PROVIDED ENTRIES:
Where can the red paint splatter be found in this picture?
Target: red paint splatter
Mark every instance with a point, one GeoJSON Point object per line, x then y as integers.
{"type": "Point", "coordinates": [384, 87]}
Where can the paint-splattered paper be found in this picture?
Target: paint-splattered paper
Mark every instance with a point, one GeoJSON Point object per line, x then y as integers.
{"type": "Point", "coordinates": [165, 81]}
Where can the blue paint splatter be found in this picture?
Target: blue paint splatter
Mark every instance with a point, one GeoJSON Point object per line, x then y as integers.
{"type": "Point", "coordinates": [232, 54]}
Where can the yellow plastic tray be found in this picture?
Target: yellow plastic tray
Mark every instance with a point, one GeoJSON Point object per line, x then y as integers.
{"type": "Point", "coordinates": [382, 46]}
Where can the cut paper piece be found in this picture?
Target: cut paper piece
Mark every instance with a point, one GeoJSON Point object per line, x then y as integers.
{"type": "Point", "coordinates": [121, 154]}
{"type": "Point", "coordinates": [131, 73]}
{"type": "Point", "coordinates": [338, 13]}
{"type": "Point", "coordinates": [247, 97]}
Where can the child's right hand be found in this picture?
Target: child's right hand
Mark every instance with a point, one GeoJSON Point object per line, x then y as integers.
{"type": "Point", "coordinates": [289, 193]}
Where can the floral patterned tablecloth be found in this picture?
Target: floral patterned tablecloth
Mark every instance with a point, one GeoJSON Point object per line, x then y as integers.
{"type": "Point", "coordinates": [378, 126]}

WHAT THE EXERCISE ASKS: Please return the data above in full, without altering a single line.

RESPONSE BELOW:
Where can the red paint splatter be found in this picture?
Target: red paint splatter
Mark every instance with a point, one GeoJSON Point object per line, x then y as integers.
{"type": "Point", "coordinates": [384, 87]}
Where can the paint-splattered paper be found in this picture?
Target: paint-splattered paper
Mark every instance with a point, one GeoJSON Point object per line, x then y as integers.
{"type": "Point", "coordinates": [165, 81]}
Where can the blue paint splatter be found in this picture?
Target: blue paint splatter
Mark every instance with a point, one GeoJSON Point object per line, x then y as integers.
{"type": "Point", "coordinates": [232, 54]}
Where can the yellow plastic tray be found in this picture?
Target: yellow plastic tray
Mark every instance with a point, one GeoJSON Point object per line, x then y as integers.
{"type": "Point", "coordinates": [382, 46]}
Where can the cut paper piece be found in this picture?
Target: cut paper piece
Mark every instance with a point, one GeoJSON Point object per line, x then y as integers.
{"type": "Point", "coordinates": [121, 154]}
{"type": "Point", "coordinates": [131, 73]}
{"type": "Point", "coordinates": [338, 13]}
{"type": "Point", "coordinates": [247, 97]}
Where can the child's right hand be found in this picture?
Target: child's right hand
Mark every instance with a point, one GeoJSON Point object per line, x then y as integers.
{"type": "Point", "coordinates": [289, 193]}
Where can the floral patterned tablecloth be found in this picture?
Target: floral patterned tablecloth
Mark every instance with a point, one GeoJSON Point object per line, x then y as integers.
{"type": "Point", "coordinates": [378, 126]}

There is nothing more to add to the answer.